>> START

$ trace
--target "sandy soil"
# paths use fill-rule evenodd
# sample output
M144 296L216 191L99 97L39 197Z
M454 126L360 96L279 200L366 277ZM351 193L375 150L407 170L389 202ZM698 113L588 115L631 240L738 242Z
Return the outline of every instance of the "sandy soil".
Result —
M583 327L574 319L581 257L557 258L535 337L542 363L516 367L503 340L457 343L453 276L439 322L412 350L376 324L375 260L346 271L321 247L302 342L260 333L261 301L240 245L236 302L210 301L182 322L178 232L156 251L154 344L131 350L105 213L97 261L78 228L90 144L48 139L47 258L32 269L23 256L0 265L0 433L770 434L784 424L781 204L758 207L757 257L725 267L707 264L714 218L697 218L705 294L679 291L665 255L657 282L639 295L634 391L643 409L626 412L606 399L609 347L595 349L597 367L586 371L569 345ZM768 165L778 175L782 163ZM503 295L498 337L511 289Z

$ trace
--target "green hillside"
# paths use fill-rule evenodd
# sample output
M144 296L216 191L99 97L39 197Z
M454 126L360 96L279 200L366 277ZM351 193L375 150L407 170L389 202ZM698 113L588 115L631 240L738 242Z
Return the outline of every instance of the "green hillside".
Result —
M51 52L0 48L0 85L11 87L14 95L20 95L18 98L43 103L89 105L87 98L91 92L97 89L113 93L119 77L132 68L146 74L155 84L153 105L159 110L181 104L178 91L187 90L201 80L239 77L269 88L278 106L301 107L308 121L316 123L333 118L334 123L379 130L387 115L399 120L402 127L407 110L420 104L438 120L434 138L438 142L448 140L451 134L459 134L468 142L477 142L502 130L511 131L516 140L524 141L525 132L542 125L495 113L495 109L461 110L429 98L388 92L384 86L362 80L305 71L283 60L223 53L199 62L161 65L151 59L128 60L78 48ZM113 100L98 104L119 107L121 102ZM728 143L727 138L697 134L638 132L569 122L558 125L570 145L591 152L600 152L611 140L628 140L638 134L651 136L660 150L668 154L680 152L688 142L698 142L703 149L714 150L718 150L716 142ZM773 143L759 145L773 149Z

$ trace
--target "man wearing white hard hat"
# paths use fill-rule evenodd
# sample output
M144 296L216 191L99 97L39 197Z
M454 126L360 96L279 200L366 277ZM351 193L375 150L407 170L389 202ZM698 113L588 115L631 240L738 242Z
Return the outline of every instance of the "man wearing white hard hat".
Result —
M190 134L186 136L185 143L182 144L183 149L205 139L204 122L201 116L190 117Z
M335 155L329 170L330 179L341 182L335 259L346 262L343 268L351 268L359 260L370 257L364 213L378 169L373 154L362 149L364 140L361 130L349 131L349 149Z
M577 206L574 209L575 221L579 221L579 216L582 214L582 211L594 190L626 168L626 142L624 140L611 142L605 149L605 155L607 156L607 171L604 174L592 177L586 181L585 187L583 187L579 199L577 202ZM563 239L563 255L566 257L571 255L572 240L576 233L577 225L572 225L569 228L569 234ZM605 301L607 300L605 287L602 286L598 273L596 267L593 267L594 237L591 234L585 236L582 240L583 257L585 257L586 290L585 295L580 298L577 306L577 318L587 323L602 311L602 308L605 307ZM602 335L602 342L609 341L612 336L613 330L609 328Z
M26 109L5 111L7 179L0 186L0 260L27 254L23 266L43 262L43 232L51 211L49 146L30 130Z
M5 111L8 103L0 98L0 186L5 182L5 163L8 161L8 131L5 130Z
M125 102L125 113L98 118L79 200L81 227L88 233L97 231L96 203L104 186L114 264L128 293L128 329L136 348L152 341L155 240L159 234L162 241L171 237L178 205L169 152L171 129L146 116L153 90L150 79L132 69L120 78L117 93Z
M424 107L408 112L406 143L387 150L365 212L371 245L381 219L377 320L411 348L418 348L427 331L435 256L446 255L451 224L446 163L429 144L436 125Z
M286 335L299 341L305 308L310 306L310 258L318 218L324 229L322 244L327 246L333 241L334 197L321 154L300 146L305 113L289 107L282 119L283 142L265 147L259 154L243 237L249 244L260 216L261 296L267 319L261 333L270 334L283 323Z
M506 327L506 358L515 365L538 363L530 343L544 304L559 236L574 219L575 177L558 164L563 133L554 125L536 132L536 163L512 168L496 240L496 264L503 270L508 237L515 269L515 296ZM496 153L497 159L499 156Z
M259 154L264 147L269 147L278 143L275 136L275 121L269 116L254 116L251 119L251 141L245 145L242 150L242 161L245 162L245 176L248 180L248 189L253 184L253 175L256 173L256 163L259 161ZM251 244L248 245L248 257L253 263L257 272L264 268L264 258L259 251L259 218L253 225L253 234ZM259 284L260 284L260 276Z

>> END

# [TO DO]
Reproduce the listing in full. Keep it exactly as written.

# [WRITTEN RESPONSE]
$ trace
--target "sandy soil"
# paths use fill-rule evenodd
# sample output
M144 296L216 191L99 97L39 197Z
M454 126L360 96L279 200L366 277ZM351 193L375 150L407 170L389 202ZM698 113L588 115L631 240L738 242Z
Return the outline of every instance of the "sandy soil".
Result —
M583 327L574 319L581 257L557 258L535 337L542 363L516 367L503 340L457 343L453 276L439 322L412 350L376 324L375 260L346 271L321 247L302 342L260 333L261 301L240 245L236 302L210 301L182 322L178 232L156 251L154 344L131 350L105 213L97 261L78 228L90 144L48 139L47 258L32 269L23 256L0 265L0 433L770 434L784 424L781 204L758 207L757 257L725 267L707 264L714 218L697 218L705 294L679 291L665 255L657 282L639 295L634 391L643 409L626 412L606 399L609 347L595 349L597 367L586 371L569 345ZM768 165L778 175L782 163ZM503 295L498 337L511 289Z

$ trace
--target "green hillside"
# paths use fill-rule evenodd
# sample output
M144 296L216 191L99 97L39 197Z
M454 126L360 96L279 200L366 277ZM351 193L375 150L407 170L389 202ZM698 113L588 115L631 240L738 242Z
Return the outline of every instance of the "green hillside".
Result —
M51 52L0 48L0 85L11 87L14 95L20 95L18 98L43 103L89 105L87 98L91 92L97 89L113 93L119 77L132 68L146 74L155 84L153 105L159 110L181 104L178 91L187 90L201 80L239 77L269 88L278 106L301 107L308 121L316 123L333 118L334 123L379 130L387 115L399 120L402 127L407 110L420 104L438 120L434 138L438 142L448 140L451 134L459 134L468 142L477 142L502 130L511 131L516 140L524 141L525 132L542 125L495 113L495 109L461 110L429 98L388 92L384 86L362 80L305 71L283 60L223 53L199 62L161 65L151 59L128 60L78 48ZM113 100L98 104L119 107L121 102ZM728 143L727 138L697 134L638 132L569 122L558 125L570 145L591 152L600 152L611 140L628 140L638 134L651 136L660 150L668 154L680 152L688 142L698 142L703 149L714 150L718 150L716 142ZM773 143L759 145L773 149Z

$ trace
--target "man wearing white hard hat"
# paths use fill-rule evenodd
# sample output
M144 296L216 191L99 97L39 197Z
M454 126L360 96L279 200L366 277ZM351 193L375 150L407 170L389 202ZM698 113L588 115L631 240L738 242Z
Return the outline of every instance of the "man wearing white hard hat".
Result —
M190 134L186 136L185 143L182 144L183 149L205 139L204 122L201 116L190 117Z
M335 155L329 170L330 179L341 182L335 259L346 262L343 268L351 268L359 260L370 257L364 213L378 169L373 154L362 149L364 140L361 130L349 131L349 149Z
M577 206L574 209L575 221L579 221L579 216L582 214L582 211L594 190L626 168L626 142L624 140L611 142L605 149L605 155L607 156L607 171L604 174L592 177L586 181L585 187L583 187L579 199L577 202ZM563 239L563 255L566 257L571 255L572 240L576 233L577 225L572 225L569 228L569 234ZM605 301L607 300L605 287L602 286L598 273L596 267L593 267L594 237L591 234L585 236L582 240L583 257L585 257L586 290L585 295L580 298L577 306L577 318L587 323L602 311L602 308L605 307ZM602 335L602 342L609 341L612 336L613 330L609 328Z
M26 109L5 111L7 179L0 186L0 260L27 254L23 266L43 262L43 232L51 211L49 146L30 130Z
M5 111L8 103L0 98L0 186L5 182L5 163L8 161L8 131L5 130Z
M125 102L125 113L98 118L79 200L81 227L88 233L97 231L96 203L104 186L114 264L128 293L128 329L136 348L152 341L155 240L159 234L162 241L171 237L178 205L169 152L171 129L146 116L153 90L150 79L132 69L120 78L117 93Z
M424 107L408 112L406 143L387 150L365 212L371 245L381 219L377 320L411 348L418 348L427 331L435 256L446 255L451 224L446 163L429 144L436 125Z
M286 335L299 341L305 308L310 306L310 258L318 218L324 229L322 244L327 246L333 241L334 197L321 154L300 146L305 113L289 107L282 119L283 142L265 147L259 154L243 237L249 244L260 216L261 296L267 319L261 333L270 334L283 323Z
M506 327L506 358L515 365L538 363L530 343L544 304L559 236L574 219L575 177L558 164L563 133L554 125L536 132L536 163L512 168L496 240L496 264L503 270L508 237L515 269L515 296ZM496 153L497 159L499 156Z
M259 154L264 147L269 147L278 143L275 136L275 121L269 116L254 116L251 119L251 141L245 145L242 150L242 161L245 162L245 176L248 180L248 189L253 184L253 175L256 173L256 163L259 161ZM251 244L248 245L248 257L253 263L257 272L264 268L264 258L259 251L259 218L253 225L253 234ZM259 284L260 284L260 276Z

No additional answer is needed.